--- start of Supplied information ---
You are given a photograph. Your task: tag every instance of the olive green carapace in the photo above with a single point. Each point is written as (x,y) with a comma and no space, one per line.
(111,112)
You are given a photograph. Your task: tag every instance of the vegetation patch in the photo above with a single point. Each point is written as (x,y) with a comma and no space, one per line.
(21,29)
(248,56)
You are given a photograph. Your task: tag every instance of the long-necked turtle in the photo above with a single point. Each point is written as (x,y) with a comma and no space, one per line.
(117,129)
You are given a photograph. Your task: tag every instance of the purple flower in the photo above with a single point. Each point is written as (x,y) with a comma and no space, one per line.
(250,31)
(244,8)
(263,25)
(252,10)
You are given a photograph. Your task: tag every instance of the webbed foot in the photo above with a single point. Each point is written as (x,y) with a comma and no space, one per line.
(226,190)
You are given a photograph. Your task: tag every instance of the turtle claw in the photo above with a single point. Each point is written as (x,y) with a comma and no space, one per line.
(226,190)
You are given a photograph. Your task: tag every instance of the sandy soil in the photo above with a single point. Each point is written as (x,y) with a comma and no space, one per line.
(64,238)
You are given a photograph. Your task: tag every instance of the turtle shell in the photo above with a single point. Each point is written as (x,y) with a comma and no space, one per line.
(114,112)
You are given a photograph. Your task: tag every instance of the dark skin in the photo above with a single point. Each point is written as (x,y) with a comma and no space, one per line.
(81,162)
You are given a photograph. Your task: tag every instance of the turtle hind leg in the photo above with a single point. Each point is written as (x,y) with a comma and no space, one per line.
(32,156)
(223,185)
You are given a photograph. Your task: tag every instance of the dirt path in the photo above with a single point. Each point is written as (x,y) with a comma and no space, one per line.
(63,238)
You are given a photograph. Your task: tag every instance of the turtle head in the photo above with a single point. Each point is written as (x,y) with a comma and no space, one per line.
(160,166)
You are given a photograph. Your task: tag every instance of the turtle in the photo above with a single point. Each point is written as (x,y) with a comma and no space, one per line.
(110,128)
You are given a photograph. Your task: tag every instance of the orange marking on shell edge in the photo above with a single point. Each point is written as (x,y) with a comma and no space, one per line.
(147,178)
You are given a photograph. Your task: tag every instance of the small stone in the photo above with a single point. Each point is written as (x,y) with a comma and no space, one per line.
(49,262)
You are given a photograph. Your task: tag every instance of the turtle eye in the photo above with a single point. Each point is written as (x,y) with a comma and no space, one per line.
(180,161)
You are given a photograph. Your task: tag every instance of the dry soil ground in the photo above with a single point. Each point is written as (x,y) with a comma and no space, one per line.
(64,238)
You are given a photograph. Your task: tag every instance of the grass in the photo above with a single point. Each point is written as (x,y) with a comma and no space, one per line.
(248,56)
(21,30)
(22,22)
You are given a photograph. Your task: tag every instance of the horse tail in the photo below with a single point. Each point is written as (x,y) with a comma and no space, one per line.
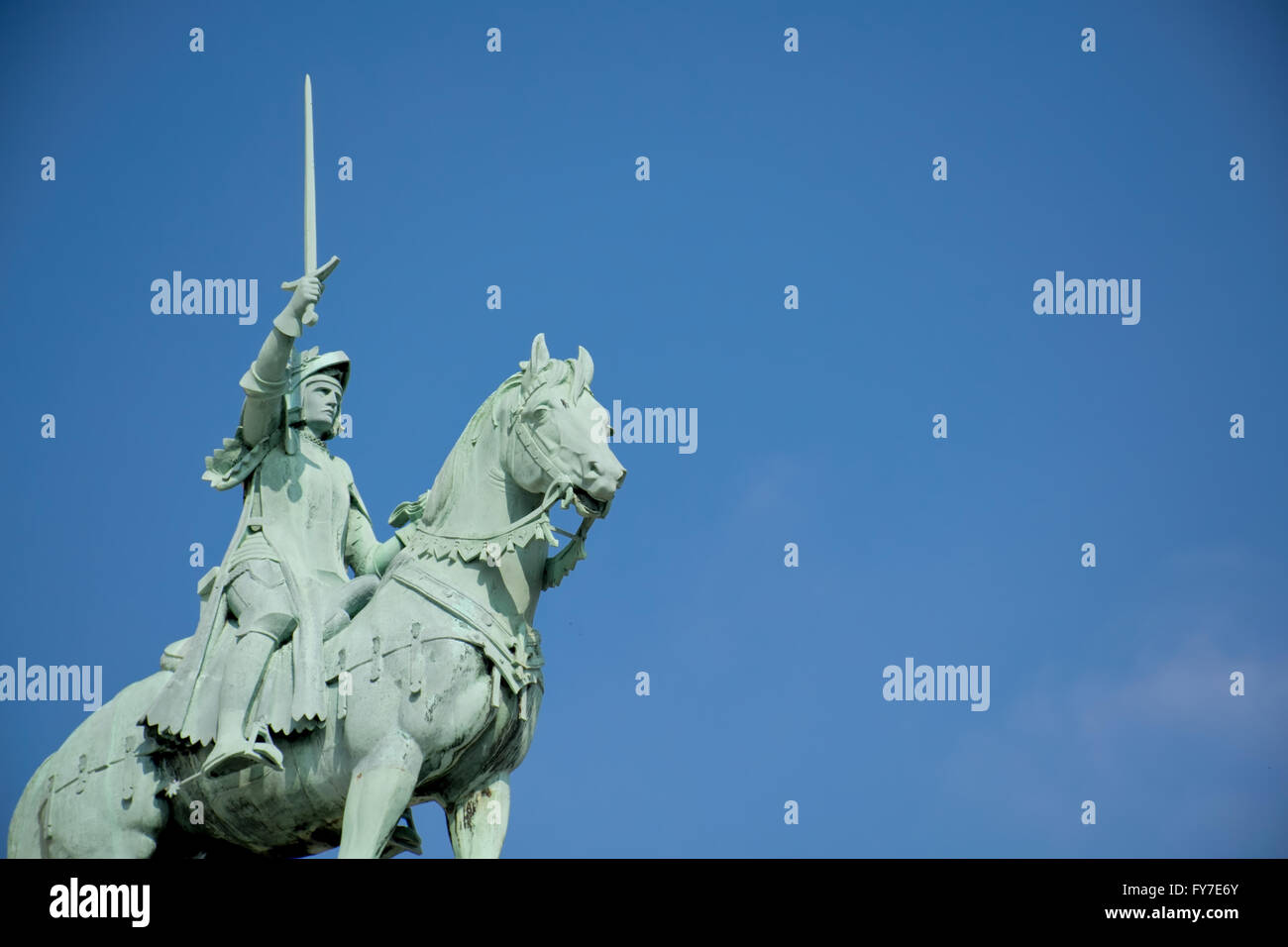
(27,826)
(95,795)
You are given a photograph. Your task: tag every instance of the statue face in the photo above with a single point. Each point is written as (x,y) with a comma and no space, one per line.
(321,402)
(575,434)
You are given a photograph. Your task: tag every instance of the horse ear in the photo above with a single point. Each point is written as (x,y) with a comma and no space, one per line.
(585,369)
(540,357)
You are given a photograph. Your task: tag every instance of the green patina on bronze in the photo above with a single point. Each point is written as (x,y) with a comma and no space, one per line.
(310,709)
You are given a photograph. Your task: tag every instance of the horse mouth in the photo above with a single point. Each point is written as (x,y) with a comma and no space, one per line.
(587,504)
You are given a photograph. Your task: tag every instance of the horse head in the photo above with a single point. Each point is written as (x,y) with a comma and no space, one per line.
(558,433)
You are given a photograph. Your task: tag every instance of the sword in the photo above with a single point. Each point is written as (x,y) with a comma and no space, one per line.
(310,213)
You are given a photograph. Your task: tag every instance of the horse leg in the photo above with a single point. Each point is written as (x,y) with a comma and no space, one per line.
(477,823)
(378,792)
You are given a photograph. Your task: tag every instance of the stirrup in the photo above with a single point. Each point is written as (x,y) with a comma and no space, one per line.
(246,754)
(267,751)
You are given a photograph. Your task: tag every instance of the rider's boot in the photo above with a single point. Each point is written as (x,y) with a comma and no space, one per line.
(243,677)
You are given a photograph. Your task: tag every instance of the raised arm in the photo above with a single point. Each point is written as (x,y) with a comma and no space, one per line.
(266,381)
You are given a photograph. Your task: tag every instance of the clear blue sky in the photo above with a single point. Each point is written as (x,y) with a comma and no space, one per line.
(915,298)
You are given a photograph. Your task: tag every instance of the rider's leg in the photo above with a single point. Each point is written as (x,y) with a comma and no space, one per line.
(258,598)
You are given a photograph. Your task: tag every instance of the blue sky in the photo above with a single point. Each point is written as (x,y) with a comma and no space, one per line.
(915,298)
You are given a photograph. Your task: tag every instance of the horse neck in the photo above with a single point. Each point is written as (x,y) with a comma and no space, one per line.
(487,502)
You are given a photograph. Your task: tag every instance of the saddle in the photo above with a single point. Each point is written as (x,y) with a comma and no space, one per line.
(343,607)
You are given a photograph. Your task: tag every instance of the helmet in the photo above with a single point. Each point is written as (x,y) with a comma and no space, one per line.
(305,367)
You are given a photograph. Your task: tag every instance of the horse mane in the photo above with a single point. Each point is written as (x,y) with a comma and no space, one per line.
--- end of Supplied information ---
Your objective
Change "tag every instance of" to "mark each" throughout the data above and give the data back with every other word unchanged. Don't include the pictures in your answer.

Exercise response
You are given a photograph. Your task: mark each the olive green carapace in the photo above with a single point. Each point is written as (x,y) with a comma and no space, one per line.
(111,112)
You are given a photograph. Your task: mark each the vegetation patch in the photo above with a single point. Each point is written as (x,y) with a comma and no space, one per line.
(21,29)
(248,56)
You are given a photograph. Your task: mark each the long-necked turtle in the photo above with a single point. Each point is written as (x,y) with a comma and no space, one per line.
(117,129)
You are given a photograph. Your task: mark each the purple flower in the photo above with a single point. Each point is written as (x,y) with a comma and no space, one per line.
(250,31)
(244,8)
(263,25)
(252,10)
You are given a photograph. Your task: mark each the webbed foot in the photo above with a single point. Each point is written as (x,y) with a comma and no space, one per line.
(226,190)
You are given a photograph. Your task: mark each the turtle claw in the photo above with a single point. Each point is written as (x,y) with a comma and no space, one per line.
(226,190)
You are given a photograph. Your task: mark each the sandy soil in the photo above with a single point. Each point is written as (x,y) with a comma and no space, one per line.
(64,238)
You are given a photograph. Your task: mark each the turtle shell in the photo above with a single point. Each point is written as (x,y) with a comma and no space, one per line.
(114,112)
You are given a photograph. Your task: mark each the dark skin in the photo above with a single point. Each point is written as (x,y) with a comma and no space, one per line.
(81,162)
You are given a photograph. Your task: mark each the turtle hind leg in the photo above with a single point. Each point is written as (x,y) with a comma and no space, one per line.
(32,156)
(223,185)
You are given a photograph. Your task: mark each the dirt path in the photo above with a single point. Each point is written as (x,y) with a comma and no space, one per line.
(63,238)
You are given a photograph. Your task: mark each the turtle head in the photo above with a single point. Each point is written as (x,y) with a comma and no space, one per line.
(160,166)
You are given a photograph. Your task: mark each the turtle in the photo above with a single point. Each point is written as (x,y) with a comma and no space, one per line.
(110,128)
You are given a photograph. Your task: mark each the orange marking on shell edge in the photo above with a single point. Each point is written as (x,y) with a comma and no space, one per line.
(147,178)
You are given a photograph. Your task: mark each the small stone in the photo above with a single point. Each point is written as (x,y) with a comma and no space, one per line.
(49,262)
You are given a photograph. Your task: mark each the turtle eye in the photo above with a single point. Each point is written as (x,y) with a comma and no space, one per line.
(180,161)
You are given a photograph. Your task: mark each the dry soil ground in the photo above with a single point. Each point is written as (x,y) with a comma and no space, one per line.
(64,238)
You are given a photograph. Your task: mark each the grass in the photo above with a single point. Each point is written as (x,y) with a comma and no space, one per line.
(248,56)
(21,30)
(22,22)
You are given a photograph. Your task: mark each the horse tail in the photo below with a single point. Each point is written as (x,y) with a comma and no space, one per line.
(27,826)
(95,795)
You are given a photograph. Your task: mark each the statue face in the photo above with a single point. Each point is written as (x,y) with a comma and no space, one per line.
(321,402)
(575,434)
You are given a photograph. Your task: mark each the horse ear in the photo above with a single point. Each point is written as (x,y) with a comma and no space, one per line.
(585,369)
(540,357)
You are given a photograph. Your task: mark each the green patina on bronze in the photo above with a single point. Each point is written as (x,y) with a comma and no space, one per line.
(310,709)
You are given a photograph. Your task: mark each the horse mouth in the photo above with a single point. Each point is written as (x,y) with a comma and no space, one per line.
(587,504)
You are given a photograph. Your task: mark each the horse head in the photo above with a single point. Each point is written as (x,y) with a comma and no space, one per line.
(558,433)
You are given a photograph. Your task: mark each the sword in the photo above with a single point. Each point is written as (x,y) with a comma and no space, one per line.
(310,213)
You are given a photograph. Your task: mark each the horse leg in the photo above with a single point. Each point is written as (x,y) with a comma and no space, one per line.
(477,823)
(378,792)
You are given a photograph. Your task: mark each the stirrup in the photo above with a single point. Each point is written as (x,y) with a comma and no space, one per line.
(246,754)
(267,751)
You are given a photograph. Your task: mark each the rider's boot in the photo above with a single point. Each point is written as (x,y) with a comma and no space, one per line.
(243,677)
You are given a photograph. Your task: mark each the raised arm in the photo above with a single point. Each point is written as (x,y) with a comma and no space, one per line.
(266,381)
You are given a photograph. Your task: mark each the clear blue sky in the photo above with a single point. Each point is written as (x,y) with a comma and no space, one per line.
(915,298)
You are given a photograph. Your task: mark each the rider's leg in the photo above with a single point. Each point is written as (x,y) with a comma and no space, one per line.
(258,598)
You are given a photograph. Your task: mark each the blue sky in the photo above with a single point. Each point is written as (x,y) with a comma and no space, one per line.
(915,298)
You are given a photograph. Your task: mark each the horse neck in the photo above with a single point. Each point is written as (x,y) with a comma and no space, one per line.
(487,502)
You are given a photograph. Your task: mark each the saddle in the photo above with a single point. Each point is written as (x,y) with a comma and no space, one per line.
(343,607)
You are given a photograph. Your task: mark each the helmet in the photo above with a single point. Each point is written as (x,y) with a comma and no space, one per line.
(305,367)
You are given a photograph. Your task: mark each the horse mane in the photo above with a single point. Each point is written as (x,y) with a comma and no space, one per line.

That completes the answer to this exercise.